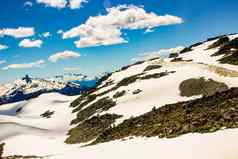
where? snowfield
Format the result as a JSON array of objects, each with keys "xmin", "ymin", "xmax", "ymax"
[{"xmin": 0, "ymin": 35, "xmax": 238, "ymax": 159}]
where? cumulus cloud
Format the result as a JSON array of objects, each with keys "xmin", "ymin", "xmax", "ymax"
[
  {"xmin": 36, "ymin": 0, "xmax": 67, "ymax": 9},
  {"xmin": 42, "ymin": 32, "xmax": 51, "ymax": 38},
  {"xmin": 0, "ymin": 44, "xmax": 8, "ymax": 50},
  {"xmin": 57, "ymin": 29, "xmax": 64, "ymax": 34},
  {"xmin": 19, "ymin": 39, "xmax": 43, "ymax": 48},
  {"xmin": 48, "ymin": 50, "xmax": 81, "ymax": 62},
  {"xmin": 0, "ymin": 60, "xmax": 6, "ymax": 65},
  {"xmin": 0, "ymin": 27, "xmax": 35, "ymax": 38},
  {"xmin": 62, "ymin": 5, "xmax": 183, "ymax": 48},
  {"xmin": 2, "ymin": 60, "xmax": 45, "ymax": 70},
  {"xmin": 24, "ymin": 1, "xmax": 33, "ymax": 7},
  {"xmin": 64, "ymin": 67, "xmax": 80, "ymax": 72},
  {"xmin": 69, "ymin": 0, "xmax": 88, "ymax": 9}
]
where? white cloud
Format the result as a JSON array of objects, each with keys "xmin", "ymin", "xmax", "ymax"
[
  {"xmin": 42, "ymin": 32, "xmax": 51, "ymax": 38},
  {"xmin": 2, "ymin": 60, "xmax": 45, "ymax": 70},
  {"xmin": 19, "ymin": 39, "xmax": 43, "ymax": 48},
  {"xmin": 0, "ymin": 60, "xmax": 6, "ymax": 65},
  {"xmin": 69, "ymin": 0, "xmax": 88, "ymax": 9},
  {"xmin": 64, "ymin": 67, "xmax": 80, "ymax": 72},
  {"xmin": 48, "ymin": 50, "xmax": 81, "ymax": 62},
  {"xmin": 62, "ymin": 5, "xmax": 183, "ymax": 48},
  {"xmin": 24, "ymin": 1, "xmax": 33, "ymax": 7},
  {"xmin": 0, "ymin": 44, "xmax": 8, "ymax": 50},
  {"xmin": 0, "ymin": 27, "xmax": 35, "ymax": 38},
  {"xmin": 36, "ymin": 0, "xmax": 67, "ymax": 9}
]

**BRIEF:**
Put every line of the listing above into a Markdown table with columns "No." and "Text", numbering the rows in order and omitting blank lines. Leave the pictures out.

**RESPONSE TO THIS EXERCISE:**
| No. | Text |
|---|---|
| 1 | where? snowfield |
| 2 | Format the result as a JSON array of objects, each with keys "xmin", "ymin", "xmax", "ymax" |
| 3 | [{"xmin": 0, "ymin": 35, "xmax": 238, "ymax": 159}] |
| 4 | where? cumulus cloud |
| 5 | Format the result as a JSON array of objects, each with keys "xmin", "ymin", "xmax", "ymax" |
| 6 | [ |
| 7 |   {"xmin": 36, "ymin": 0, "xmax": 67, "ymax": 9}, |
| 8 |   {"xmin": 42, "ymin": 32, "xmax": 51, "ymax": 38}, |
| 9 |   {"xmin": 0, "ymin": 44, "xmax": 8, "ymax": 50}, |
| 10 |   {"xmin": 57, "ymin": 29, "xmax": 64, "ymax": 34}, |
| 11 |   {"xmin": 19, "ymin": 39, "xmax": 43, "ymax": 48}, |
| 12 |   {"xmin": 48, "ymin": 50, "xmax": 81, "ymax": 62}, |
| 13 |   {"xmin": 0, "ymin": 60, "xmax": 6, "ymax": 65}, |
| 14 |   {"xmin": 0, "ymin": 27, "xmax": 35, "ymax": 38}, |
| 15 |   {"xmin": 62, "ymin": 5, "xmax": 183, "ymax": 48}, |
| 16 |   {"xmin": 2, "ymin": 60, "xmax": 45, "ymax": 70}, |
| 17 |   {"xmin": 24, "ymin": 1, "xmax": 33, "ymax": 7}, |
| 18 |   {"xmin": 64, "ymin": 67, "xmax": 80, "ymax": 72}, |
| 19 |   {"xmin": 69, "ymin": 0, "xmax": 88, "ymax": 9} |
| 20 | ] |
| 21 | where? white cloud |
| 22 | Format the result as a JSON array of objects, each with keys "xmin", "ymin", "xmax", "ymax" |
| 23 | [ |
| 24 |   {"xmin": 42, "ymin": 32, "xmax": 51, "ymax": 38}, |
| 25 |   {"xmin": 2, "ymin": 60, "xmax": 45, "ymax": 70}, |
| 26 |   {"xmin": 19, "ymin": 39, "xmax": 43, "ymax": 48}, |
| 27 |   {"xmin": 0, "ymin": 60, "xmax": 6, "ymax": 65}, |
| 28 |   {"xmin": 69, "ymin": 0, "xmax": 88, "ymax": 9}, |
| 29 |   {"xmin": 64, "ymin": 67, "xmax": 80, "ymax": 72}, |
| 30 |   {"xmin": 48, "ymin": 50, "xmax": 81, "ymax": 62}, |
| 31 |   {"xmin": 62, "ymin": 5, "xmax": 183, "ymax": 48}, |
| 32 |   {"xmin": 24, "ymin": 1, "xmax": 33, "ymax": 7}, |
| 33 |   {"xmin": 0, "ymin": 44, "xmax": 8, "ymax": 50}, |
| 34 |   {"xmin": 0, "ymin": 27, "xmax": 35, "ymax": 38}, |
| 35 |   {"xmin": 36, "ymin": 0, "xmax": 67, "ymax": 9} |
| 36 | ] |